* [What is required]: The data should be transcribed in its entirety, word for word.

* [Records to use]:
=-=-=-=-=

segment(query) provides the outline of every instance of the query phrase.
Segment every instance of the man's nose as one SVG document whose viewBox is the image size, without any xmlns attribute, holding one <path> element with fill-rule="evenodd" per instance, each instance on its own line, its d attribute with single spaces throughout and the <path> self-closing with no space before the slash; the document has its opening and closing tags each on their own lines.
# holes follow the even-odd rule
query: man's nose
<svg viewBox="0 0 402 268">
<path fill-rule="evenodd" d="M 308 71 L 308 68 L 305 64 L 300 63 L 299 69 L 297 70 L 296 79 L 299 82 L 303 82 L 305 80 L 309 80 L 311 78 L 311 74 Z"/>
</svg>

=-=-=-=-=

* [Response to this exercise]:
segment(query) provides the outline of every instance of the query phrase.
Segment every instance of the man's nose as one SVG document whose viewBox is the image size, without any xmlns attribute, holding one <path> element with fill-rule="evenodd" per instance, each instance on its own line, its d attribute with single spaces throughout and the <path> self-closing with no space before the slash; the document has its opening and closing tags each on their own lines.
# holes follow the even-odd rule
query: man's nose
<svg viewBox="0 0 402 268">
<path fill-rule="evenodd" d="M 308 71 L 308 68 L 305 64 L 300 63 L 299 69 L 297 70 L 296 79 L 299 82 L 303 82 L 305 80 L 309 80 L 311 78 L 311 74 Z"/>
</svg>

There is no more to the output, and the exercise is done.